- Task description
Extract every row below that contains the string "wooden". Matching is case-sensitive.
** BEGIN Data entries **
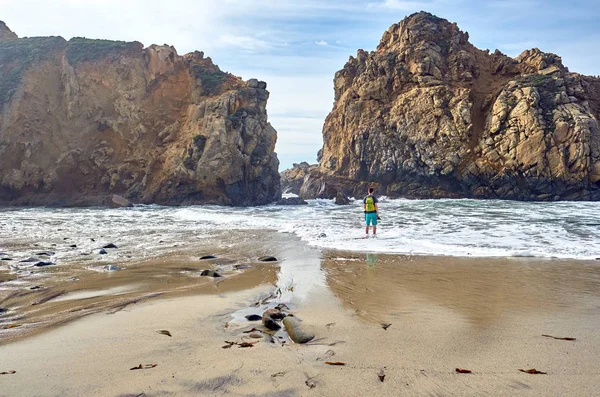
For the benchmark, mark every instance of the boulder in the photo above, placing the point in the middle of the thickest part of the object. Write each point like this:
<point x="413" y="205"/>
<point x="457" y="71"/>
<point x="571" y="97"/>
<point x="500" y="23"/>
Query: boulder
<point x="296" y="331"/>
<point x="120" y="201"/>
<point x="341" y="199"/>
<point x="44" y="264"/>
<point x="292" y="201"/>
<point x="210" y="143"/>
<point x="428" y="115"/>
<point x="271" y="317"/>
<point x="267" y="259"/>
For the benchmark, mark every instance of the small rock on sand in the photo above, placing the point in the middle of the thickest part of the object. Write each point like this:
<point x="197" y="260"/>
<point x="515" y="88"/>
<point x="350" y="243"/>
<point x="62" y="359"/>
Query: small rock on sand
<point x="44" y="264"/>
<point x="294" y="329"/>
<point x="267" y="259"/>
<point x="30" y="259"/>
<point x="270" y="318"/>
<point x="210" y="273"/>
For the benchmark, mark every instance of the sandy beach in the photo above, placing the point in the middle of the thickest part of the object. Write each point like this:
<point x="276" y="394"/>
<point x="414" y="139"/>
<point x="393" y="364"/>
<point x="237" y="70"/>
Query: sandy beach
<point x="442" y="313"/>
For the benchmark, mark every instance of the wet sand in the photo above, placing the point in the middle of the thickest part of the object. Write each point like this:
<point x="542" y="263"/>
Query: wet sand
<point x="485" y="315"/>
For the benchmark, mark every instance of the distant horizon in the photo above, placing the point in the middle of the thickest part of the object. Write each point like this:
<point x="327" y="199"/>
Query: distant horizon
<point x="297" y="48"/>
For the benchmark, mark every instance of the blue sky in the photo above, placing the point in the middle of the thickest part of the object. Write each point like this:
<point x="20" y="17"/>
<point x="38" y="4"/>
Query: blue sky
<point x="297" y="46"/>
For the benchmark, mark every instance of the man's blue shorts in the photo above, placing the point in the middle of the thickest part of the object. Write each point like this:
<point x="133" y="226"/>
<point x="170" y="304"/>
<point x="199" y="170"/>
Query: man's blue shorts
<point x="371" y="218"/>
** END Data entries **
** BEGIN Data entries **
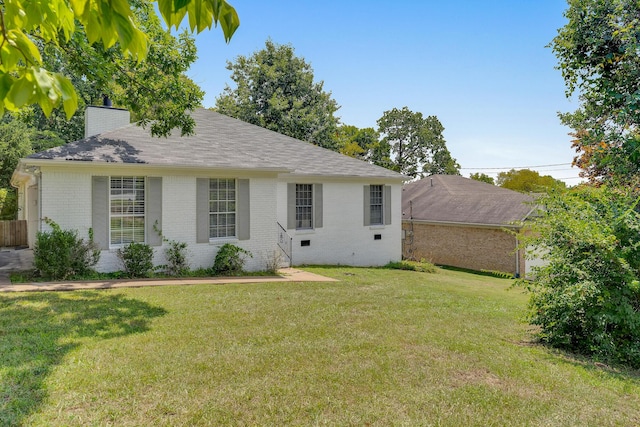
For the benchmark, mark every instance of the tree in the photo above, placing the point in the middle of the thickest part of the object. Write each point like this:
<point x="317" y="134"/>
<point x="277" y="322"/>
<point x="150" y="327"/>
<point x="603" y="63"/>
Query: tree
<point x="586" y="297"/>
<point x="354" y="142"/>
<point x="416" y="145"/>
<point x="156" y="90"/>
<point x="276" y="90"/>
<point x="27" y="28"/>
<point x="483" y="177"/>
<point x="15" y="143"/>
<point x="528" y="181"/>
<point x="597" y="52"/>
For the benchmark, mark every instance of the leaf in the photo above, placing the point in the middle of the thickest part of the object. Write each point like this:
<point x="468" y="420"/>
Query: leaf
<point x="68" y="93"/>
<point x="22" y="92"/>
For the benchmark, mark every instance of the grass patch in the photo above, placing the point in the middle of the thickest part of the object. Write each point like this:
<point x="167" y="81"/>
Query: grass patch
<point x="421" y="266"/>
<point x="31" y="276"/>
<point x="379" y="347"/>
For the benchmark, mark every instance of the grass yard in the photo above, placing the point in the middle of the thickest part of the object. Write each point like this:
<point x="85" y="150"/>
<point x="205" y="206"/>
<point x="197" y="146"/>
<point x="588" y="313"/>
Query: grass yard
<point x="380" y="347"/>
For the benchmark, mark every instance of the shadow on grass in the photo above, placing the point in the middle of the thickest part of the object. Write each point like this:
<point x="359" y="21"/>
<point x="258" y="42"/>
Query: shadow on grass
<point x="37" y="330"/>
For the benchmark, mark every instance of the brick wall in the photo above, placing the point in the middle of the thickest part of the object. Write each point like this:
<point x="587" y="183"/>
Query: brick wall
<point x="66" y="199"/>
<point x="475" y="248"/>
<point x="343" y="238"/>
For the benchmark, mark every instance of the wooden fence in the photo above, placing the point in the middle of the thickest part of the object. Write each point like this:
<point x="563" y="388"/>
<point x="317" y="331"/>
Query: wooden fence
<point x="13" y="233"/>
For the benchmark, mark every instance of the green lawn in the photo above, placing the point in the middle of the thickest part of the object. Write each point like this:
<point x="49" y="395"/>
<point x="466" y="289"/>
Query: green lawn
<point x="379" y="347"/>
** END Data entries **
** BEGIN Data entries **
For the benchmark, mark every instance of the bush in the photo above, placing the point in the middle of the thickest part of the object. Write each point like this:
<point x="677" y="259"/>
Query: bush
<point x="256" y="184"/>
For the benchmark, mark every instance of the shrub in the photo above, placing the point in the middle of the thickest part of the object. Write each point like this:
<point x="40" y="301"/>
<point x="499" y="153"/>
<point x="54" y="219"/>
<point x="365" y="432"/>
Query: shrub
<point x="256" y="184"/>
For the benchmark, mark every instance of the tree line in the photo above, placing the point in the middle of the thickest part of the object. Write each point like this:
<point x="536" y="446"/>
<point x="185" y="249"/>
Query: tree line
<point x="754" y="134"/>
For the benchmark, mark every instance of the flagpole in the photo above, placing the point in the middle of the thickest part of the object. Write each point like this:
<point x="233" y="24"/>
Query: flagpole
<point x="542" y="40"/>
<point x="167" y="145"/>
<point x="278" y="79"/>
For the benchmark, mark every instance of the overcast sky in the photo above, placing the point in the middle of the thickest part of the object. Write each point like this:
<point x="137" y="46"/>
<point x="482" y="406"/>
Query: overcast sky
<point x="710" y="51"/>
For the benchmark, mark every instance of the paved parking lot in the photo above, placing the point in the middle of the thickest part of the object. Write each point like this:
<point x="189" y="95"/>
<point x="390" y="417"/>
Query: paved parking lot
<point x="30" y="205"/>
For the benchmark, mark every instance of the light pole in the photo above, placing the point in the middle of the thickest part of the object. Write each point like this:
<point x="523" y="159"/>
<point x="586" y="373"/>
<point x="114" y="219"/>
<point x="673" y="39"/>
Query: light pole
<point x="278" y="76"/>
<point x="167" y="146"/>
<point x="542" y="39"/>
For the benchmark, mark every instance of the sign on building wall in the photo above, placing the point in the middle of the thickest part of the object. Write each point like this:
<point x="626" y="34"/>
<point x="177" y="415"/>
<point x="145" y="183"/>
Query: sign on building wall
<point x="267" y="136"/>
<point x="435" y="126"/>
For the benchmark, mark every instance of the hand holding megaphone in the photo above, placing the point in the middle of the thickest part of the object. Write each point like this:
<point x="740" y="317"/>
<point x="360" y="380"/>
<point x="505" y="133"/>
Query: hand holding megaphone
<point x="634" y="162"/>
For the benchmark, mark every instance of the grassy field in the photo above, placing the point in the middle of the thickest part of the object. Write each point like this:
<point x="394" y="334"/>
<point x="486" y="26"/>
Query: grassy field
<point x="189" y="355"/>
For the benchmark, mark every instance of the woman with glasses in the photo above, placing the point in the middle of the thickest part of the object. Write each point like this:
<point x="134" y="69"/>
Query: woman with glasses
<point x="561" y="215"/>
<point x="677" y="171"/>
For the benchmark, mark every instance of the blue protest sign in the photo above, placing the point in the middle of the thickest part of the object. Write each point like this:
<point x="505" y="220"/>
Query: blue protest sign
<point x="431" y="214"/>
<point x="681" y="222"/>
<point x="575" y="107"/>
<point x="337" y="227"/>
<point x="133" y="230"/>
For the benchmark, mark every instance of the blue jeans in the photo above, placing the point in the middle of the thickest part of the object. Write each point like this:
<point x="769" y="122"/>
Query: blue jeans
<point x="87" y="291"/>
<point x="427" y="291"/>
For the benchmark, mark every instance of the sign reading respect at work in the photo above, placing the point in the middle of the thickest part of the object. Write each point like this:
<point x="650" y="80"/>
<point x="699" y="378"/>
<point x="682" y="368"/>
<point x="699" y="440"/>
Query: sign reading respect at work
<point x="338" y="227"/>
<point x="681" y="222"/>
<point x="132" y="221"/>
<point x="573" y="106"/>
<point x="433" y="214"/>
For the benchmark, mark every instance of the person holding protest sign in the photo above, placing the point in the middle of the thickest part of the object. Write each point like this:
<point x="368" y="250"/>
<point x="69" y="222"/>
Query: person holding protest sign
** END Data entries **
- Final answer
For the benchmark, mark every instance of the wooden fence in the photo above, placing the point in the middle of the thickest part of the object. Write each point like this:
Query: wooden fence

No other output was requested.